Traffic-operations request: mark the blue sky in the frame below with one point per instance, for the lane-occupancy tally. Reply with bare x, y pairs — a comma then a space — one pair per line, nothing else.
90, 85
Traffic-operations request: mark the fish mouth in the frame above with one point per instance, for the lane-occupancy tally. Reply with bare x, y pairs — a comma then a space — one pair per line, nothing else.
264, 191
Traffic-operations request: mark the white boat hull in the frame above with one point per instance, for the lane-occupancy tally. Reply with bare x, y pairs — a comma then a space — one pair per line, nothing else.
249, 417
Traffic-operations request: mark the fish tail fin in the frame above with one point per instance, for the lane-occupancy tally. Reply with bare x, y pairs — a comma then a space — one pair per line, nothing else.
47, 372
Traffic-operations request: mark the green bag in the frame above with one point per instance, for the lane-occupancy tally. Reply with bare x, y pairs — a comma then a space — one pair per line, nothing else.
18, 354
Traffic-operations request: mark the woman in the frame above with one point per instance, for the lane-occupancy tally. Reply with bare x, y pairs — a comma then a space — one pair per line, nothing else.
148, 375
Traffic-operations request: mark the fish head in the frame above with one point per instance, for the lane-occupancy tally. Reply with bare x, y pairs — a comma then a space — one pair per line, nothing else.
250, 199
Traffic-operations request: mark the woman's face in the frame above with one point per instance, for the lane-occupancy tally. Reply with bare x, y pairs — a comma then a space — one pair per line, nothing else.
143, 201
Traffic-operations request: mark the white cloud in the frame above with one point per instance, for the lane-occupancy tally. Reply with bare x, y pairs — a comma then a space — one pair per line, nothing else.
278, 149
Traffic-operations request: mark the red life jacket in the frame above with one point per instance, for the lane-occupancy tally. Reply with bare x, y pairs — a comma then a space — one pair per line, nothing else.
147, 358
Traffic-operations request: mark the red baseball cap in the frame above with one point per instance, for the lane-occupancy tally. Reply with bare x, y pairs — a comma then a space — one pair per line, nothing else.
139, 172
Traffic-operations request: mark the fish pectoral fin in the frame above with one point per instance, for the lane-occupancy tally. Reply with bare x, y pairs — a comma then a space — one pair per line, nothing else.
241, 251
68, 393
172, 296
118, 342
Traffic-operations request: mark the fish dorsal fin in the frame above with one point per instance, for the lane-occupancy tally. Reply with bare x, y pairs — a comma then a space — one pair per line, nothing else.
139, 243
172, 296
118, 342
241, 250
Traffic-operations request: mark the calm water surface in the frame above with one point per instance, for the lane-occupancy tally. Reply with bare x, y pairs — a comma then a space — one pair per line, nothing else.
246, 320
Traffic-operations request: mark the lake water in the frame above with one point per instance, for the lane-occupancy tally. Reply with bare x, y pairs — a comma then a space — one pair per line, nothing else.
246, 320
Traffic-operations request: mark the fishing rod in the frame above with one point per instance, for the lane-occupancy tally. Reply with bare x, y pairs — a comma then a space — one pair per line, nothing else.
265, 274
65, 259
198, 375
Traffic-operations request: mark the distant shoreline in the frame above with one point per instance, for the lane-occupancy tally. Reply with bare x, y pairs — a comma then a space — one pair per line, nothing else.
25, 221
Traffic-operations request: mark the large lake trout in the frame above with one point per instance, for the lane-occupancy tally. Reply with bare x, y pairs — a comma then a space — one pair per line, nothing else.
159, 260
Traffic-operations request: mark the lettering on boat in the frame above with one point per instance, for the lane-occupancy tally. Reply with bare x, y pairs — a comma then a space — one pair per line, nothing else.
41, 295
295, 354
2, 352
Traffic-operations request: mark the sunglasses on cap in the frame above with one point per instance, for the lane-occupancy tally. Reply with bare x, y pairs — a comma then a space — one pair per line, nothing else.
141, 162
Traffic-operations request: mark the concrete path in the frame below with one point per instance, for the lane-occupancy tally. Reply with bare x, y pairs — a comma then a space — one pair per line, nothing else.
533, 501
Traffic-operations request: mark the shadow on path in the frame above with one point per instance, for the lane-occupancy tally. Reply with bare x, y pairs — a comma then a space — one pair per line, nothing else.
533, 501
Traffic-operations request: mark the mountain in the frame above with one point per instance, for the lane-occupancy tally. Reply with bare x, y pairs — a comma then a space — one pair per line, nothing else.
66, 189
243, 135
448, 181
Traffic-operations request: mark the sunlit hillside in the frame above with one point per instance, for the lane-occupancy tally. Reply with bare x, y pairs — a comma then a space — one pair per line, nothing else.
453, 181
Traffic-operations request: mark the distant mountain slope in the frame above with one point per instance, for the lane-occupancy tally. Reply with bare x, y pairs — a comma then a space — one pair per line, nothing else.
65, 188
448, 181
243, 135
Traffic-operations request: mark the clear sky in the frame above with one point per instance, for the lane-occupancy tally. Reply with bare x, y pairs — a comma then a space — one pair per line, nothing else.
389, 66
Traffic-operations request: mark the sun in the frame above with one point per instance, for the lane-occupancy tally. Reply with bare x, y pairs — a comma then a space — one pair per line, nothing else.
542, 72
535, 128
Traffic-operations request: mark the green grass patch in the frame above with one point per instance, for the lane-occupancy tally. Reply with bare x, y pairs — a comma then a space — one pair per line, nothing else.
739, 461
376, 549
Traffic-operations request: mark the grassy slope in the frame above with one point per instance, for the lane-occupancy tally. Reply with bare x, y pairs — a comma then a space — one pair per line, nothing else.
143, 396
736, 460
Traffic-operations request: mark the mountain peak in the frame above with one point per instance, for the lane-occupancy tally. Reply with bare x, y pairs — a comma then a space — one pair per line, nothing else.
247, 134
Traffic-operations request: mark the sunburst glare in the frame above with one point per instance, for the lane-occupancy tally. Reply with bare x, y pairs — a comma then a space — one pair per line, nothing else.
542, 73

────────

**Instructions for the task:** Write the data out again in full and exactly.

**Correct result:**
Traffic-operations request: mark the blue sky in the frame below with one point per instance, for the lane-occupancy tally. Reply with bare x, y pairs — a comma then a space — one pair per line, nothing else.
90, 85
Traffic-operations request: mark the fish mouth in the frame above with one point per instance, for the lane-occupancy tally. Reply with bare x, y pairs — a comma then a space — one pair per line, nothing else.
264, 191
Traffic-operations request: mark the white boat hull in the frame above with one point per instance, for the lane-occupancy tally. Reply with bare x, y pairs — a comma then a space — one pair per line, nothing else.
249, 417
Traffic-operations request: mark the fish tail fin in the frame above with one point per instance, for the lane-occupancy tally. Reply with bare x, y pairs — a comma then a space — one pair per line, nothing else.
47, 372
Traffic-operations request: mark the green bag in the frame above with one point per instance, for the lane-occupancy tally. Reply with bare x, y pairs — a comma then a space — one pair per line, nothing else.
18, 354
Traffic-operations request: mark the woman in the frame above with one point per instance, for the lane-occupancy tally. Reply with bare x, y pairs — a comma then a space — one pair per line, nothing else.
148, 375
Traffic-operations request: mark the fish head in the frame above with one point per instance, for the lane-occupancy tally. Reply with bare x, y pairs — a comma then a space — one pair per line, nothing else.
250, 199
Traffic-operations request: mark the woman's face in the frame above with one point per instance, for the lane-occupancy tally. Reply with bare x, y pairs — a comma then a space — one pair per line, nothing else.
143, 201
Traffic-operations request: mark the white cloud in the frame above with one point per instance, for the lane-occupancy tally. Reply with bare x, y pairs — a comma then a space — one pair per line, nothing else.
278, 149
Traffic-operations request: mark the red life jacket in the frame above with one point per instance, for the lane-occupancy tally. Reply with bare x, y pairs — a comma then a space — one pair per line, nothing else.
147, 358
Traffic-operations request: mark the red baseball cap in the frame above with one point per instance, for the lane-occupancy tally. Reply with bare x, y pairs — a comma then a space — one pair per line, nothing else.
139, 172
Traffic-operations request: mark the fish pectoral fin in the frame above with one point per instance, for the lane-occupancy tally. Reply with bare x, y pairs — a comma then a space — one pair per line, nothing else.
241, 251
68, 393
172, 296
118, 342
Traffic-operations request: mark the fish dorsal fin in the frame above with one point per instance, for the lane-occupancy tally. Reply with bare x, y pairs — a comma then a space — one pair per line, nothing else.
139, 243
172, 296
118, 342
241, 250
Traffic-operations request: mark the calm water surface in the frame above with one point per instance, for the lane-occupancy tally. Reply with bare x, y pairs — a comma then a space — one pair per line, nothing else.
246, 320
Traffic-operations request: mark the lake water in the frame above with one point per instance, for the lane-occupancy tally. Reply with bare x, y pairs — a comma then a space — one pair per line, nothing else.
246, 320
Traffic-operations request: mark the fishing rod in the frame above with one point per instance, for the lane-occupancy tally. Reply with bare x, y pairs — a comma then a space — one pair per line, nothing else.
265, 274
65, 259
198, 375
Traffic-operations request: mark the distant shoreline in the frame above with one point per instance, for the lane-occupancy tally. Reply with bare x, y pairs — a comma then a space — one pair per line, nothing else.
25, 221
Traffic-operations request: mark the large lake trout in the frame above with one point per instance, for the lane-occupancy tally. Reply with bare x, y pairs — a comma then a space — one pair per line, nothing else.
159, 260
Traffic-operations request: mark the lettering on boat in the frame above with one point per instance, for the lane-occupancy tally. Reply with bare x, y pairs — a comma then a space — one pair per line, nothing else.
41, 295
295, 354
2, 352
Traffic-operations request: mark the sunglasses on cap in the frame above with one point per instance, for the lane-occupancy tally. Reply with bare x, y pairs — a comma then a space — one pair per line, nothing else.
141, 162
Traffic-operations request: mark the concrete path in the frame below with one point per instance, for the lane-occupancy tally. Reply with bare x, y pairs — a comma then a space — one pair per line, nothing else.
533, 501
Traffic-operations request: mark the shadow on path in the frame above with one point per instance, for the lane-occupancy tally. Reply with bare x, y pairs — a comma then a space — one pair per line, nothing else.
533, 501
Traffic-operations request: mark the mountain in the frame above with one point per instance, for the lane-occupancy tally. Reply with bare x, y pairs — a comma then a space — one pair per line, nothing else.
66, 189
243, 135
448, 181
Traffic-operations request: mark the sunlit hillside in the frame above with one point per instance, for the lane-occupancy tally. Reply with bare x, y pairs — a comma then a space — one pair per line, nothing else.
453, 181
Traffic-operations request: mark the distant mountain slope in the frame above with one point per instance, for the lane-occupancy tally. Reply with bare x, y pairs — a comma then a space — one pair per line, nothing else.
65, 188
448, 181
243, 135
Traffic-operations request: mark the clear sky in the frame above with one point per instance, for the lane-occupancy tally. Reply with bare x, y pairs — a comma then a space — one pair per line, nothing else.
389, 66
Traffic-operations request: mark the sun in the frame above with one point per instance, for the lane-occupancy tally. Reply with bare x, y pairs — a comma then a space — one pair per line, nothing else.
542, 72
535, 128
Traffic-operations request: mark the green grass patch in the frame above with one point per instance, for the lane-occupancy tally. Reply with bare x, y pairs — a comma then a space — one pair per line, nothing else.
739, 461
376, 549
Traffic-operations request: mark the grassy slope in the frame above with one point per instance, for the lane-occupancy tally. Reply with bare x, y pairs — a comma then a space — one pair per line, nothing else.
143, 396
736, 460
Traffic-operations request: mark the mountain peak in the frame above with one point per instance, for the lane-occupancy tally. Reply with bare x, y pairs — a comma then a space — one pair per line, nothing else.
247, 134
Traffic-operations request: mark the sunburst glare in the frame above with one point per instance, for the lane-occupancy tally. Reply with bare x, y pairs — a comma then a space — one pair per line, nothing else.
542, 73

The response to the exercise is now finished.